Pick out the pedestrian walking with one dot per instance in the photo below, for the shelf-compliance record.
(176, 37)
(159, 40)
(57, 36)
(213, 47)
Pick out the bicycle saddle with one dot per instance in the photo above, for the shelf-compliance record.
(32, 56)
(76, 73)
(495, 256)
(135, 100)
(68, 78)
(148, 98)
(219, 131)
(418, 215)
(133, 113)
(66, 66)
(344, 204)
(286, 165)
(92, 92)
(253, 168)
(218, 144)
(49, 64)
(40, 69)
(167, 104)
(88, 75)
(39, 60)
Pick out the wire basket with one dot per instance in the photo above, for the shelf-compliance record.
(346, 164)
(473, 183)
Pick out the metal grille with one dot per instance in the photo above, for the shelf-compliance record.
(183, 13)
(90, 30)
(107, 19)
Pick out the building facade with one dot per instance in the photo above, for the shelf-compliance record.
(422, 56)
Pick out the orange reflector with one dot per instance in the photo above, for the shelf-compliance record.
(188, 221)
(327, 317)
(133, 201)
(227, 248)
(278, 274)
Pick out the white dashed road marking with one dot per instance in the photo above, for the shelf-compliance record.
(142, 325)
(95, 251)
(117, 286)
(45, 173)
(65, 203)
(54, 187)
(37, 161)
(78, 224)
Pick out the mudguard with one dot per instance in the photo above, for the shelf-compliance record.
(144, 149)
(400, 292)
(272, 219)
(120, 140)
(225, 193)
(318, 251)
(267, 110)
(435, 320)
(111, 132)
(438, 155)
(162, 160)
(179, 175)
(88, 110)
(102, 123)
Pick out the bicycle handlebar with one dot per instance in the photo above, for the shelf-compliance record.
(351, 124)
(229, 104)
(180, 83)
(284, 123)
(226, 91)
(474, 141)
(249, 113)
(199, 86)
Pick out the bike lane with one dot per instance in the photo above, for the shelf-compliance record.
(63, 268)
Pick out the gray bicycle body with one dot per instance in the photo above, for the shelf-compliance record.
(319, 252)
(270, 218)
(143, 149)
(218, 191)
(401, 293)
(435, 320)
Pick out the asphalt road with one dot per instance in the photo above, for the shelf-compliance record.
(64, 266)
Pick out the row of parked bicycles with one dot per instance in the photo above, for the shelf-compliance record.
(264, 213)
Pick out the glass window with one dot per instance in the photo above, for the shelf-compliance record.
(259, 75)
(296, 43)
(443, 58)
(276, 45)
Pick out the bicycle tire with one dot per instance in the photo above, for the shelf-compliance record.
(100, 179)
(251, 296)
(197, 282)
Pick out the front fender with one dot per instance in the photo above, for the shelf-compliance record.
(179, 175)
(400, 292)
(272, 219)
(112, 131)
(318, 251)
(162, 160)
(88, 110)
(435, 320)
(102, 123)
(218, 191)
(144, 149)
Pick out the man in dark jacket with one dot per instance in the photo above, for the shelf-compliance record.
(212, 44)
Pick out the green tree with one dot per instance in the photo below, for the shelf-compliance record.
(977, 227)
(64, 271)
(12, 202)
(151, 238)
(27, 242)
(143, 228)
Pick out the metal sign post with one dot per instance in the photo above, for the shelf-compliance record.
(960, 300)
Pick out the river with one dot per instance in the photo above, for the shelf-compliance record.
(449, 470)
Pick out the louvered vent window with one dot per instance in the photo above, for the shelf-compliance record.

++++++++++++++++++++

▸ **WRITTEN EXERCISE**: Reproduce all of the material above, swapping "shelf-compliance record" for "street-scene survey" wherever it occurs and keeping every other character unchanged.

▸ **RESULT FOR THIS EXERCISE**:
Pick out the pedestrian walking with one dot per instance in the photo below, for the street-scene survey.
(176, 37)
(159, 40)
(57, 36)
(213, 47)
Pick out the bicycle saddle with one dot per instance in the photo above, for the street-scene survey.
(32, 56)
(76, 73)
(495, 256)
(135, 100)
(68, 78)
(148, 98)
(219, 131)
(418, 215)
(133, 113)
(66, 66)
(344, 204)
(286, 165)
(92, 92)
(253, 168)
(218, 144)
(49, 64)
(40, 69)
(167, 104)
(88, 75)
(39, 60)
Pick out the wire basket with one dot per instance in the photo above, for the street-scene survey.
(346, 164)
(473, 183)
Pick out the metal grille with one dot per instance in the photo above, for the street-scene survey.
(183, 13)
(90, 30)
(107, 19)
Pick out the building facade with one dot per instance in the photo above, for the street-scene survey.
(422, 56)
Pick out the orange reflector with one dot per instance in the photo above, for the street-scene survey.
(188, 221)
(327, 317)
(133, 201)
(227, 248)
(278, 274)
Pick out the white dashed road marking with one dot per instance in the photo above, for the street-scene survey.
(142, 325)
(95, 251)
(117, 286)
(45, 173)
(65, 203)
(54, 187)
(37, 161)
(78, 224)
Pick out the mudguard with one dot per instance in the photo above, for the street-scene survey.
(144, 149)
(400, 292)
(272, 219)
(120, 140)
(225, 193)
(318, 251)
(267, 110)
(435, 320)
(111, 132)
(438, 155)
(162, 160)
(179, 175)
(88, 110)
(102, 123)
Pick out the bicycle handlebar with one dot per instance in the photo above, for the street-scene survey.
(351, 124)
(229, 104)
(180, 83)
(284, 123)
(226, 91)
(474, 141)
(249, 113)
(199, 86)
Pick out the bike lane with one dot per instance in the photo above, for the street-scene survey.
(63, 268)
Pick out the gray bicycle body with one dot per instance in the photo above, for the street-scene survey.
(319, 252)
(270, 218)
(143, 149)
(218, 191)
(401, 293)
(435, 320)
Pick out the asphalt road with one dot per instance in the photo above, for the street-scene survey.
(64, 266)
Pick out the row of parked bicycles with one dot per instance in the photo above, for the street-scene survey.
(264, 213)
Pick out the glass window with one dot per instance in the photo above, for the street-scene survey.
(259, 75)
(296, 43)
(443, 58)
(276, 45)
Pick out the bicycle tire with one dot per instance in the photo above, for the street-scene survey.
(100, 179)
(251, 296)
(197, 282)
Pick out the front fender with one dot per instance in the photo above, for the street-scene survey.
(179, 175)
(400, 292)
(272, 219)
(112, 131)
(318, 251)
(162, 160)
(88, 110)
(435, 320)
(102, 123)
(218, 191)
(144, 149)
Pick out the man in dark jacket with one dot per instance in the photo above, for the street-scene survey.
(212, 44)
Pick out the green tree with one dot per instance in the photo below, for the street-scene survey.
(977, 227)
(64, 271)
(12, 202)
(151, 238)
(27, 242)
(143, 228)
Pick out the metal sign post with one dot per instance in the photo above, for the street-scene survey.
(960, 300)
Pick out the river with one dot per instance in the photo above, for the street-scene survey.
(449, 470)
Pick out the louvered vent window with one dot per instance in the photo above, for the street-scene survey.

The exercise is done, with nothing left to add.